### Data for processing
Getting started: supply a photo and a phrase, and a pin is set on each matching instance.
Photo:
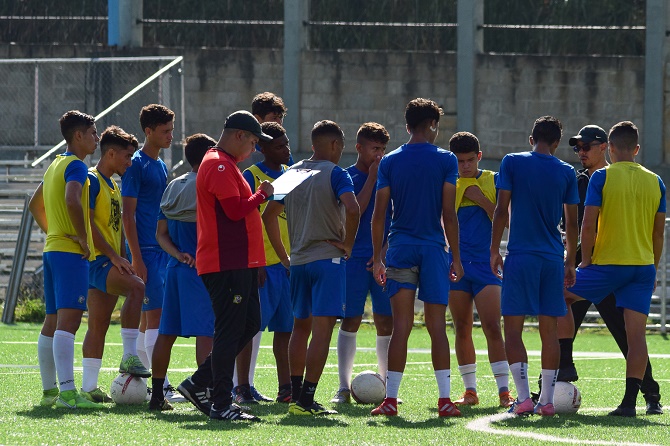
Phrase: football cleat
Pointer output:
(388, 407)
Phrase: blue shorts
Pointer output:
(632, 285)
(360, 282)
(532, 286)
(275, 297)
(318, 288)
(98, 271)
(155, 259)
(187, 308)
(477, 276)
(65, 281)
(433, 264)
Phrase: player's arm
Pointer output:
(450, 220)
(588, 237)
(36, 207)
(378, 228)
(270, 220)
(571, 231)
(130, 226)
(500, 218)
(166, 243)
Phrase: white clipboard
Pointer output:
(289, 180)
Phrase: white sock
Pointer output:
(129, 338)
(520, 374)
(469, 374)
(64, 359)
(548, 386)
(393, 383)
(150, 337)
(141, 350)
(255, 348)
(383, 355)
(346, 351)
(91, 368)
(500, 371)
(443, 382)
(45, 359)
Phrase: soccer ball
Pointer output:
(567, 398)
(128, 389)
(368, 388)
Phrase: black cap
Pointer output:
(589, 134)
(243, 120)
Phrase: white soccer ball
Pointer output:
(368, 388)
(128, 389)
(567, 398)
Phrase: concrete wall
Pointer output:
(354, 87)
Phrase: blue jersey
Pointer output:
(416, 174)
(540, 185)
(145, 180)
(363, 243)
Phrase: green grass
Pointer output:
(601, 384)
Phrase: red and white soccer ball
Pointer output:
(128, 389)
(567, 398)
(368, 388)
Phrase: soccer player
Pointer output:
(539, 186)
(475, 203)
(266, 107)
(591, 145)
(60, 207)
(110, 274)
(228, 219)
(187, 309)
(627, 204)
(142, 188)
(274, 286)
(419, 178)
(322, 215)
(371, 141)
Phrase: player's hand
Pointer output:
(186, 258)
(496, 265)
(570, 276)
(123, 265)
(456, 271)
(262, 277)
(379, 273)
(267, 188)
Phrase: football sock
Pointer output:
(307, 394)
(469, 374)
(383, 355)
(296, 387)
(443, 382)
(129, 339)
(566, 352)
(632, 389)
(520, 375)
(547, 392)
(91, 368)
(64, 359)
(255, 347)
(45, 359)
(500, 371)
(393, 383)
(141, 350)
(346, 351)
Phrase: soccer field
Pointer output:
(600, 366)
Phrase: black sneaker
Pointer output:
(568, 374)
(160, 405)
(232, 413)
(197, 395)
(623, 411)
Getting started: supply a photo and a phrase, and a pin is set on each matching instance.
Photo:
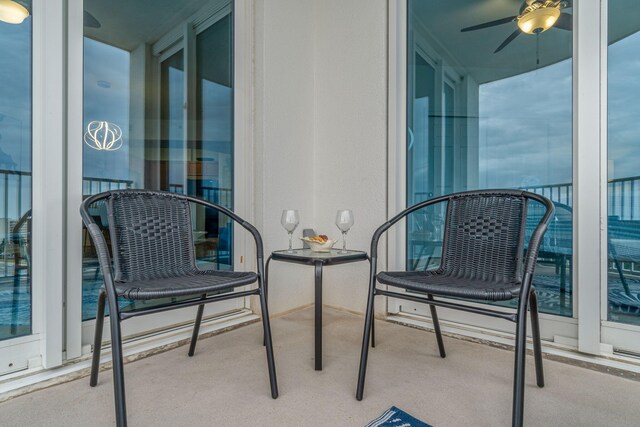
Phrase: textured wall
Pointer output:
(284, 138)
(351, 132)
(321, 114)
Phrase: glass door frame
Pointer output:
(79, 333)
(583, 330)
(44, 347)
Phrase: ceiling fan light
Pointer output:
(12, 12)
(539, 20)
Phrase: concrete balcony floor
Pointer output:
(226, 384)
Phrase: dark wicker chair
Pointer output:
(483, 260)
(153, 257)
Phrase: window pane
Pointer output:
(140, 129)
(15, 178)
(490, 108)
(624, 155)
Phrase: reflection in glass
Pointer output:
(488, 110)
(15, 179)
(173, 101)
(623, 272)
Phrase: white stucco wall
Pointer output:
(284, 136)
(351, 133)
(321, 134)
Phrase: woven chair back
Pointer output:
(484, 237)
(151, 235)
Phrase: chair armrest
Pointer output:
(246, 225)
(387, 225)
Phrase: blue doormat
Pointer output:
(395, 417)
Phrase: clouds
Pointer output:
(526, 128)
(15, 96)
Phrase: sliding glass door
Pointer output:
(622, 319)
(490, 107)
(158, 114)
(16, 296)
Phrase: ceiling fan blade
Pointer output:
(490, 24)
(564, 22)
(508, 40)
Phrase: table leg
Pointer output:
(318, 319)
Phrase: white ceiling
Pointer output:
(127, 23)
(473, 50)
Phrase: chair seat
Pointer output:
(194, 282)
(438, 282)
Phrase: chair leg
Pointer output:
(368, 323)
(196, 328)
(97, 339)
(118, 365)
(373, 330)
(266, 289)
(267, 339)
(537, 344)
(15, 303)
(436, 327)
(520, 353)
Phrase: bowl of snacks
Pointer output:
(319, 243)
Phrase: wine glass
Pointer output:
(290, 220)
(344, 221)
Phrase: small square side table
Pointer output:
(317, 259)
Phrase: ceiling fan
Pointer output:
(534, 17)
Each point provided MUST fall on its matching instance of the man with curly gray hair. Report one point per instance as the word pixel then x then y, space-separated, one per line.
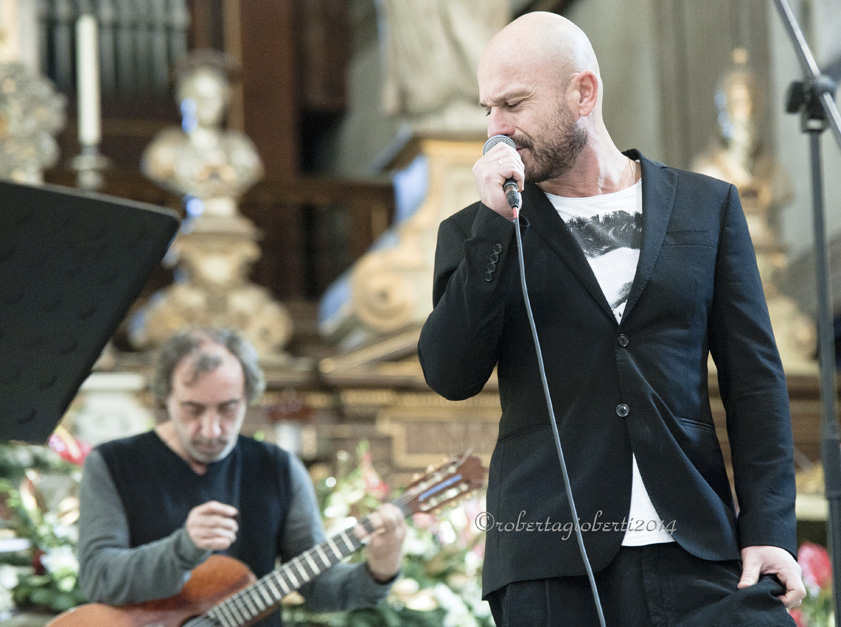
pixel 155 506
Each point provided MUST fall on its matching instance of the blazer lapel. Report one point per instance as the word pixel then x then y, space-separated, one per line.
pixel 545 221
pixel 658 197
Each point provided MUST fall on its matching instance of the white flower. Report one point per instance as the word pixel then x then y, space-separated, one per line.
pixel 8 580
pixel 61 561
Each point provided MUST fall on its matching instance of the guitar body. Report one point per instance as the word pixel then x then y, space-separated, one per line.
pixel 211 582
pixel 227 589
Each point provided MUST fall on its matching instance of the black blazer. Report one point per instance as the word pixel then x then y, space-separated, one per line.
pixel 637 386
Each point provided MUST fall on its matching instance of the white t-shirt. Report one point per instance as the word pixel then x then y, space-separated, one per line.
pixel 608 228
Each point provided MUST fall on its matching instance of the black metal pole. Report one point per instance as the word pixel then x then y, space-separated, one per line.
pixel 812 98
pixel 830 433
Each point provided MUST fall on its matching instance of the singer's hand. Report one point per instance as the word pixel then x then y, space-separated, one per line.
pixel 500 163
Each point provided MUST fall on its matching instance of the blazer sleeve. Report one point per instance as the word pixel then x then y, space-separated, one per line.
pixel 475 264
pixel 753 389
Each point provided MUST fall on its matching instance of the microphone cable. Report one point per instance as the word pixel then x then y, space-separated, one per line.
pixel 514 202
pixel 578 535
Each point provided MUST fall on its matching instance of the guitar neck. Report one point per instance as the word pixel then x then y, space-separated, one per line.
pixel 264 595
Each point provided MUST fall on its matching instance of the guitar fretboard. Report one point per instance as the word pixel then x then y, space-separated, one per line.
pixel 265 594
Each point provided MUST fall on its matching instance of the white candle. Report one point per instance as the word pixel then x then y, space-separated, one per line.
pixel 87 80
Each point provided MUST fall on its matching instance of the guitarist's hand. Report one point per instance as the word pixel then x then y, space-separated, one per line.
pixel 212 526
pixel 385 546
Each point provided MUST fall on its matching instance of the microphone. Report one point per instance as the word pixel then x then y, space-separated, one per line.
pixel 512 192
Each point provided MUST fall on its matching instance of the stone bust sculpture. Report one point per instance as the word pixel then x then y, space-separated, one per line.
pixel 203 159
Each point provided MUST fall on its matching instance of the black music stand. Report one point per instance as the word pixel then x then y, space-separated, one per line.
pixel 71 265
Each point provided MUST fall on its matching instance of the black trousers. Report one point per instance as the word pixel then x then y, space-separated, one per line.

### Your goal
Format every line of the rows above as a Markdown table with two columns, Number and Line, numbering the lines in order and skipping any blank ones. Leave the pictures out of the answer.

### Task output
| Number | Line |
|---|---|
| 1 | Getting started: supply a photo and a phrase, and a pin is set on each matching instance. |
| 2 | Photo: |
| 3 | Phrase: football cleat |
| 4 | Pointer output: |
| 5 | (388, 407) |
| 6 | Phrase: blue shorts |
| 7 | Pointer output: |
| 8 | (632, 285) |
| 9 | (360, 282) |
| 10 | (532, 286) |
| 11 | (275, 297) |
| 12 | (318, 288) |
| 13 | (98, 271) |
| 14 | (155, 259) |
| 15 | (187, 308) |
| 16 | (477, 276) |
| 17 | (65, 281) |
| 18 | (433, 264) |
| 19 | Phrase: player's arm |
| 20 | Pointer output: |
| 21 | (450, 220) |
| 22 | (588, 237) |
| 23 | (36, 207) |
| 24 | (378, 228) |
| 25 | (270, 220) |
| 26 | (571, 231) |
| 27 | (130, 226) |
| 28 | (500, 218) |
| 29 | (166, 243) |
| 30 | Phrase: white clipboard |
| 31 | Pointer output: |
| 32 | (289, 180) |
| 33 | Phrase: white sock |
| 34 | Pointer output: |
| 35 | (129, 338) |
| 36 | (520, 374) |
| 37 | (469, 374) |
| 38 | (64, 359) |
| 39 | (548, 386) |
| 40 | (393, 383) |
| 41 | (150, 337) |
| 42 | (141, 350) |
| 43 | (255, 348) |
| 44 | (383, 355) |
| 45 | (346, 351) |
| 46 | (91, 368) |
| 47 | (500, 371) |
| 48 | (443, 382) |
| 49 | (45, 359) |
| 50 | Phrase: soccer ball |
| 51 | Pointer output: |
| 52 | (567, 398) |
| 53 | (128, 389) |
| 54 | (368, 388) |
| 55 | Phrase: black cap |
| 56 | Pointer output: |
| 57 | (589, 134) |
| 58 | (243, 120) |
| 59 | Phrase: white soccer ball |
| 60 | Pointer output: |
| 61 | (368, 388) |
| 62 | (128, 389) |
| 63 | (567, 398) |
| 64 | Phrase: concrete wall |
| 65 | Pointer output: |
| 66 | (354, 87) |
| 67 | Phrase: blue jersey |
| 68 | Pointer output: |
| 69 | (416, 174) |
| 70 | (540, 185) |
| 71 | (145, 180) |
| 72 | (363, 243) |
| 73 | Phrase: green grass |
| 74 | Pointer output: |
| 75 | (601, 384) |
| 76 | Phrase: red and white soccer ball |
| 77 | Pointer output: |
| 78 | (128, 389) |
| 79 | (567, 398) |
| 80 | (368, 388) |
| 81 | Phrase: soccer player |
| 82 | Pointer output: |
| 83 | (539, 186) |
| 84 | (475, 203) |
| 85 | (266, 107) |
| 86 | (591, 145) |
| 87 | (60, 207) |
| 88 | (110, 274) |
| 89 | (228, 219) |
| 90 | (187, 309) |
| 91 | (627, 204) |
| 92 | (142, 188) |
| 93 | (274, 286) |
| 94 | (419, 178) |
| 95 | (322, 215) |
| 96 | (371, 141) |
| 97 | Phrase: player's hand |
| 98 | Pointer output: |
| 99 | (186, 258) |
| 100 | (496, 265) |
| 101 | (570, 276) |
| 102 | (123, 265) |
| 103 | (456, 271) |
| 104 | (262, 277) |
| 105 | (379, 273) |
| 106 | (267, 188) |
| 107 | Phrase: football sock |
| 108 | Pointer output: |
| 109 | (307, 394) |
| 110 | (469, 374) |
| 111 | (383, 355) |
| 112 | (296, 387) |
| 113 | (443, 382) |
| 114 | (129, 339) |
| 115 | (566, 352) |
| 116 | (632, 389) |
| 117 | (520, 375) |
| 118 | (547, 392) |
| 119 | (91, 368) |
| 120 | (64, 359) |
| 121 | (255, 347) |
| 122 | (45, 359) |
| 123 | (500, 371) |
| 124 | (393, 383) |
| 125 | (141, 350) |
| 126 | (346, 351) |
| 127 | Phrase: soccer field |
| 128 | Pointer output: |
| 129 | (600, 366) |
| 130 | Phrase: black sneaker |
| 131 | Pointer output: |
| 132 | (568, 374) |
| 133 | (160, 405) |
| 134 | (232, 413) |
| 135 | (197, 395) |
| 136 | (623, 411) |
| 137 | Getting started: supply a photo and a phrase, and a pin is set on each matching instance. |
| 138 | Photo: |
| 139 | Phrase: textured wall |
| 140 | Pointer output: |
| 141 | (284, 138) |
| 142 | (351, 132) |
| 143 | (321, 114) |
| 144 | Phrase: glass door frame |
| 145 | Pointer output: |
| 146 | (79, 333) |
| 147 | (583, 330) |
| 148 | (44, 347) |
| 149 | Phrase: ceiling fan light |
| 150 | Pointer output: |
| 151 | (12, 12) |
| 152 | (539, 20) |
| 153 | Phrase: concrete balcony floor |
| 154 | Pointer output: |
| 155 | (226, 384) |
| 156 | Phrase: dark wicker chair |
| 157 | Pointer output: |
| 158 | (483, 260) |
| 159 | (153, 257) |
| 160 | Phrase: window pane |
| 161 | Pointer output: |
| 162 | (140, 129) |
| 163 | (15, 178) |
| 164 | (490, 108) |
| 165 | (624, 155) |
| 166 | Phrase: reflection in glass |
| 167 | Pointer output: |
| 168 | (488, 110) |
| 169 | (15, 179) |
| 170 | (173, 101) |
| 171 | (623, 272) |
| 172 | Phrase: white stucco wall |
| 173 | Pointer output: |
| 174 | (284, 136) |
| 175 | (351, 133) |
| 176 | (321, 134) |
| 177 | Phrase: woven chair back |
| 178 | Pointer output: |
| 179 | (484, 237) |
| 180 | (151, 235) |
| 181 | Phrase: chair armrest |
| 182 | Pointer output: |
| 183 | (246, 225) |
| 184 | (387, 225) |
| 185 | Phrase: blue doormat |
| 186 | Pointer output: |
| 187 | (395, 417) |
| 188 | Phrase: clouds |
| 189 | Pointer output: |
| 190 | (526, 128) |
| 191 | (15, 96) |
| 192 | Phrase: sliding glass door |
| 193 | Pointer output: |
| 194 | (622, 319) |
| 195 | (490, 107) |
| 196 | (158, 114) |
| 197 | (16, 296) |
| 198 | Phrase: ceiling fan blade |
| 199 | Pointer output: |
| 200 | (490, 24) |
| 201 | (564, 22) |
| 202 | (508, 40) |
| 203 | Phrase: table leg |
| 204 | Pointer output: |
| 205 | (318, 319) |
| 206 | Phrase: white ceiling |
| 207 | Pointer output: |
| 208 | (127, 23) |
| 209 | (473, 50) |
| 210 | Phrase: chair seat |
| 211 | Pointer output: |
| 212 | (194, 282) |
| 213 | (438, 282) |
| 214 | Phrase: chair leg |
| 215 | Pointer output: |
| 216 | (368, 323) |
| 217 | (196, 328) |
| 218 | (97, 339) |
| 219 | (118, 365) |
| 220 | (373, 330) |
| 221 | (266, 289) |
| 222 | (267, 339) |
| 223 | (537, 344) |
| 224 | (15, 303) |
| 225 | (436, 327) |
| 226 | (520, 353) |
| 227 | Phrase: bowl of snacks |
| 228 | Pointer output: |
| 229 | (319, 243) |
| 230 | Phrase: wine glass |
| 231 | Pointer output: |
| 232 | (290, 220) |
| 233 | (344, 221) |
| 234 | Phrase: small square side table |
| 235 | Pointer output: |
| 236 | (317, 259) |
| 237 | Phrase: ceiling fan |
| 238 | Pointer output: |
| 239 | (534, 17) |
| 240 | Each point provided MUST fall on its matching instance of the man with curly gray hair. Report one point per instance as the word pixel then x then y, space-separated, one per line. |
| 241 | pixel 155 506 |
| 242 | Each point provided MUST fall on its matching instance of the blazer lapel. Report one point per instance as the word pixel then x then y, space-separated, one per line. |
| 243 | pixel 545 221 |
| 244 | pixel 658 197 |
| 245 | Each point provided MUST fall on its matching instance of the white flower. Report one point per instance as the word pixel then x then y, space-separated, one per line. |
| 246 | pixel 8 580 |
| 247 | pixel 61 561 |
| 248 | Each point provided MUST fall on its matching instance of the guitar body. Report one point per instance as the word pixel then x then y, space-separated, one per line. |
| 249 | pixel 211 582 |
| 250 | pixel 227 589 |
| 251 | Each point provided MUST fall on its matching instance of the black blazer. Report one point per instance as the word pixel then x then y, space-separated, one per line. |
| 252 | pixel 637 386 |
| 253 | Each point provided MUST fall on its matching instance of the white t-shirt. Report one point per instance as the word pixel then x then y, space-separated, one per line. |
| 254 | pixel 608 228 |
| 255 | Each point provided MUST fall on its matching instance of the black metal pole. Report one point per instance as the word pixel then x then y, space-separated, one per line. |
| 256 | pixel 812 98 |
| 257 | pixel 830 433 |
| 258 | Each point provided MUST fall on its matching instance of the singer's hand. Report one point per instance as the word pixel then x then y, space-separated, one per line. |
| 259 | pixel 500 163 |
| 260 | Each point provided MUST fall on its matching instance of the blazer sleeve. Report one point per instance as the word pixel then x then y, space-separated, one per line. |
| 261 | pixel 475 264 |
| 262 | pixel 753 389 |
| 263 | Each point provided MUST fall on its matching instance of the microphone cable. Report one point per instance as the word pixel then x then y, space-separated, one per line. |
| 264 | pixel 514 202 |
| 265 | pixel 578 535 |
| 266 | Each point provided MUST fall on its matching instance of the guitar neck. Report one point per instance as the word pixel then x then y, space-separated, one per line. |
| 267 | pixel 264 595 |
| 268 | Each point provided MUST fall on its matching instance of the guitar fretboard. Report one point per instance as the word pixel then x then y, space-separated, one per line. |
| 269 | pixel 265 594 |
| 270 | Each point provided MUST fall on its matching instance of the white candle. Report one point per instance as the word pixel then x then y, space-separated, one per line. |
| 271 | pixel 87 80 |
| 272 | Each point provided MUST fall on its matching instance of the guitarist's hand. Report one point per instance as the word pixel then x then y, space-separated, one per line. |
| 273 | pixel 212 526 |
| 274 | pixel 385 546 |
| 275 | Each point provided MUST fall on its matching instance of the microphone. Report one point per instance as the word pixel then x then y, space-separated, one per line. |
| 276 | pixel 512 192 |
| 277 | Each point provided MUST fall on its matching instance of the stone bust sculpture. Report one point per instance as the word pixel then x then y, space-separated, one per line. |
| 278 | pixel 203 159 |
| 279 | Each point provided MUST fall on its matching instance of the black music stand. Report one point per instance as the word pixel then x then y, space-separated, one per line. |
| 280 | pixel 71 265 |
| 281 | Each point provided MUST fall on its matching instance of the black trousers. Report one point per instance as the word pixel then x then y, space-separated, one per line. |